Exercise instructions:
Reproduce everything in the listing below from the line containing "Front: indicate one pin on every instance of the bare" down to the end of the listing, requests included, shifting each coordinate in the answers up by 130.

Point annotations for photographs:
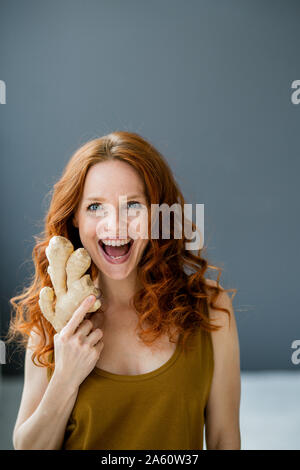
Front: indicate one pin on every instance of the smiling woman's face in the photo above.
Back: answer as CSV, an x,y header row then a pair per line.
x,y
99,217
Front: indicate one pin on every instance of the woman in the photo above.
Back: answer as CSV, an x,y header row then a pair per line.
x,y
115,384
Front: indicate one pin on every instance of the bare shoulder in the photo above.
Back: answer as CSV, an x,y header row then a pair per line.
x,y
222,409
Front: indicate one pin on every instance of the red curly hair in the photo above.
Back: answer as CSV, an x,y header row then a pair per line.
x,y
169,297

Full output:
Front: indicate one pin on every instance of the bare shoulder in the photo above.
Back: answer as CSV, an x,y header row then a pair per line.
x,y
352,539
Front: indicate one pin on every instance of the red curly hair in the photo above.
Back: answer as CSV, an x,y header row then a pair per line.
x,y
299,427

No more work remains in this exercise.